Task instructions -
A - In the passage shown, what is the wand now held together with?
B - Please reproduce everything in the passage shown from "Of, course, if" down to "all of them.".

— BEGIN Passage shown —

Left to Right, Gorgeous Gordon, Delectable Diane and Gregarious Guy. All proving that, yes, morris dancing gives you calf muscles that will rival those of football players. Personally, I just find it makes it difficult to buy knee high boots to fit. However, I have dinky feet.
Of, course, if it's a slightly fairy-like party, you have to dress up in the spirit of things. Jameson is quite, quite wonderful, and got me safely home despite a bit of an accident involving some red wine, and all the compromising photographs. I haven't posted all of them.

Meanwhile, the wand was something that every girl wanted to pose with. And every boy was mesmerised by. I mean, it sparkles and flashes (and falls to bits, but that's beside the point. It is now held together with sticky tape. I still love it to bit. Yes, the girl standing in the background having a drink is wearing a wedding dress. I mean, you have to get the wear out of the things).

— END Passage shown —
— BEGIN Dataset rows —

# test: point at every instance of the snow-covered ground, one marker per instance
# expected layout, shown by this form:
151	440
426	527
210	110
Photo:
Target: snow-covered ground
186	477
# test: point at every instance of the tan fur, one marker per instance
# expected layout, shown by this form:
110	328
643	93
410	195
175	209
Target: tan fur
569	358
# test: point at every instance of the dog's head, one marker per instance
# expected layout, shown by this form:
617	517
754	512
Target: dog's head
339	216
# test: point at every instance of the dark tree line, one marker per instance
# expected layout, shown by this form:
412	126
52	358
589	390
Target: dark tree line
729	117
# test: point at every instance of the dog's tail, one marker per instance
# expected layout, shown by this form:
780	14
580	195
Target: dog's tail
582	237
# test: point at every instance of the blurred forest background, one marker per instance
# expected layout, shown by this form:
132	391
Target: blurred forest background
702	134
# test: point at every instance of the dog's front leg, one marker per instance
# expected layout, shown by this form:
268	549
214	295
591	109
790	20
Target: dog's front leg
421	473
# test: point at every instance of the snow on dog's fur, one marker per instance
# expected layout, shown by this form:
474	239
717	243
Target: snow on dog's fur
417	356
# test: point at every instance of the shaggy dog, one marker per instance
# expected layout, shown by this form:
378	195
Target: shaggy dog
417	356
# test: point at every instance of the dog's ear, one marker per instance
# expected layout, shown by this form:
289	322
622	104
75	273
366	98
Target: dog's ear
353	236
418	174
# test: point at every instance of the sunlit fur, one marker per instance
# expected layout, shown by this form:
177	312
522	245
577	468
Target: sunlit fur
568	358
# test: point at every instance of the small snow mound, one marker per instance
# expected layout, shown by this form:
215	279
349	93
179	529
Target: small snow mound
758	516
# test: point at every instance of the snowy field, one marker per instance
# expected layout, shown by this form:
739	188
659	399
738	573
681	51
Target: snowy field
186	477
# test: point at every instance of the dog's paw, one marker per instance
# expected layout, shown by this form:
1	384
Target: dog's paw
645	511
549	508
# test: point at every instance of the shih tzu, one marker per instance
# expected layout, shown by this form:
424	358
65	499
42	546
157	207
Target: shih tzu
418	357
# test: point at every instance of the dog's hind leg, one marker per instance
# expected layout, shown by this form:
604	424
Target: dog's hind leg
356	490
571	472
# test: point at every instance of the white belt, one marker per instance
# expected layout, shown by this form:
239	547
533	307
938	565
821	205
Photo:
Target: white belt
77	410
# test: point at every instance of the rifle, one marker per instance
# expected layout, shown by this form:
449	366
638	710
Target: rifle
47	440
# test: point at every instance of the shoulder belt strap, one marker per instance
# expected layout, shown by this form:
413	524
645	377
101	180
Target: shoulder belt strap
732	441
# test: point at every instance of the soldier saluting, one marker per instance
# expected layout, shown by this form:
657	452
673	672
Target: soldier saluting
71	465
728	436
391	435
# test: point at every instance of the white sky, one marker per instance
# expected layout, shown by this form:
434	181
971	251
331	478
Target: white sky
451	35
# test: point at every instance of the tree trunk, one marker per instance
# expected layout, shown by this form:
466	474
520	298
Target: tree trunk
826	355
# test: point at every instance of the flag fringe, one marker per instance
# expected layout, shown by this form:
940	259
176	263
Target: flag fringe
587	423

— END Dataset rows —

Exercise results -
A - Sticky tape.

B -
Of, course, if it's a slightly fairy-like party, you have to dress up in the spirit of things. Jameson is quite, quite wonderful, and got me safely home despite a bit of an accident involving some red wine, and all the compromising photographs. I haven't posted all of them.